What to do:
Without omitting anything, return the records precisely as given.

[Stored items from a collection]
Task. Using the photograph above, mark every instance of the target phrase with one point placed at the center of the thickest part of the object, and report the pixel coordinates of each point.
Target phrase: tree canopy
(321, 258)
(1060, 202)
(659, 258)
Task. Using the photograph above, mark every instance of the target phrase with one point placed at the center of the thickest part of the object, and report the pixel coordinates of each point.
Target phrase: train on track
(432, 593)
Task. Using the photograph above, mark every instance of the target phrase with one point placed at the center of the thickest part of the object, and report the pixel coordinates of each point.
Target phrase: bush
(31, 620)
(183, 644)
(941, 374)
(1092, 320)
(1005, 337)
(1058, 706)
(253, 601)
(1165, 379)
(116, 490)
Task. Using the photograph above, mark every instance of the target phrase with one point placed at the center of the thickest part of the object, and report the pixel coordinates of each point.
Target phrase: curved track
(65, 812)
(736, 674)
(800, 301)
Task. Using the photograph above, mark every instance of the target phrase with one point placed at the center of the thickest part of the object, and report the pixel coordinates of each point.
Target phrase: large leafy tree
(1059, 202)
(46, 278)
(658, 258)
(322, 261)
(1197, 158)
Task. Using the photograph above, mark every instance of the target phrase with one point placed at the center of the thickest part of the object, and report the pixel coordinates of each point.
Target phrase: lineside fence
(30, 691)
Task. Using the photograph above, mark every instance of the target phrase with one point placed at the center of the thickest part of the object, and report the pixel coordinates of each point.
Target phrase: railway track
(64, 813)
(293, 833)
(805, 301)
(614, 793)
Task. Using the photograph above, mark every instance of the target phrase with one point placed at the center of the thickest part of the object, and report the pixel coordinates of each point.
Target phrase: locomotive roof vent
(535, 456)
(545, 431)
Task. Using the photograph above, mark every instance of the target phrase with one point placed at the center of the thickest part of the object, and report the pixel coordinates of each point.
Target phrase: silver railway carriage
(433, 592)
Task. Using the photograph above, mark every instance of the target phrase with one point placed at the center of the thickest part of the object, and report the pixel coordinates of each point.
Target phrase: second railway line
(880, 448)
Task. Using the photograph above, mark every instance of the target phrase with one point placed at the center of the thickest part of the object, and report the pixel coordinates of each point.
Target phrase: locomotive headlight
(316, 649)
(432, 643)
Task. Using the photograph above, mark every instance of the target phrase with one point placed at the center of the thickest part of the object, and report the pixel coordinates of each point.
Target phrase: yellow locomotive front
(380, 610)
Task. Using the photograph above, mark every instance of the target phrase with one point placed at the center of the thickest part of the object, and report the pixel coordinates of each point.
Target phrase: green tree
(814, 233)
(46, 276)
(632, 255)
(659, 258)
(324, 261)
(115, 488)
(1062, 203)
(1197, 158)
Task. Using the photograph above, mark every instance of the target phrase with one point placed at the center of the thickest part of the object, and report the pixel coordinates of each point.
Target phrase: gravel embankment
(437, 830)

Exercise solution:
Task. Using the photograph above, mark every instance of the target phrase with one point placed at the center of the thickest part of the object, and report the pixel coordinates of each point.
Target phrase: tree canopy
(321, 258)
(1060, 202)
(659, 258)
Task. Using the photograph above, mark every instance of the target phrase with one point placed at the center of the thickest part of the object, and report the pixel coordinates of each point.
Target phrase: train on track
(432, 593)
Task. Using the photograph above, mark every instance of the target phrase with one point placed at the center of the thickest part of the object, and report the pixel coordinates of each point.
Target phrase: bush
(31, 620)
(183, 644)
(941, 374)
(1092, 320)
(1005, 337)
(1058, 706)
(253, 601)
(1165, 379)
(116, 490)
Task. Using the photograph above, mark every instance of the target phrase with one point placed at the center of the thickest part of the object, and report the pixel coordinates of each point.
Target phrase: curved track
(65, 812)
(736, 674)
(800, 301)
Task. Using the photograph above, mark every instance of the target phrase with one point placed at the center of the thickest part of the object, and report the pixel coordinates of each point.
Target phrase: large leafy tree
(1059, 202)
(46, 278)
(658, 258)
(322, 261)
(1197, 158)
Task. Using the photograph above, mark every instance of the target phrase with one point placed at the center of the thickest part of the object, and report the pixel coordinates of each point.
Target phrase: lineside fence
(30, 691)
Task. Using the photograph above, mark every instance of the target phrase with one point placed at the center of the thickest part of the object, and report the pixel coordinates of each point.
Target phrase: railway track
(64, 813)
(293, 833)
(805, 301)
(614, 793)
Task. Using the photograph above, mark every instance of the target phrase with one point placed at the center of the thickest part of the object, and report the pixel coordinates of each point.
Target phrase: locomotive roof vent
(535, 456)
(545, 431)
Task. Using the photograph above, mark every instance of the target phrase with one point placed at the center of the thickest part of the object, and report the pixel coordinates of each point.
Target phrase: silver railway carriage
(433, 592)
Task. Using the photograph above, mark every instance of the target phrase with one point placed at the center of the thickest part of the object, and report the pixel coordinates of each point.
Target phrase: second railway line
(880, 448)
Task. Using the photograph above, mark every instance of the target phrase with one point placed at the center of the thickest part of the object, and report the pixel coordinates of each point.
Target phrase: locomotive headlight
(316, 649)
(432, 643)
Task. Using the photograph above, mark every instance of the target phrase with one point placed at the center of the thickest part of the object, and report the pixel coordinates of each point.
Target phrase: yellow locomotive front
(380, 610)
Task. Using the photograph above, mark every instance of the target phrase with one point placed at the center of the thickest part of the object, and report the pixel coordinates of each point.
Target phrase: green tree
(814, 233)
(46, 276)
(632, 255)
(659, 258)
(324, 261)
(115, 488)
(1062, 203)
(1197, 158)
Task. Using the photograph above, mark every instance of the target phrase with one point placed at the center of the thickest part of the object, and report the pixel coordinates of each point.
Target phrase: gravel embankment
(437, 830)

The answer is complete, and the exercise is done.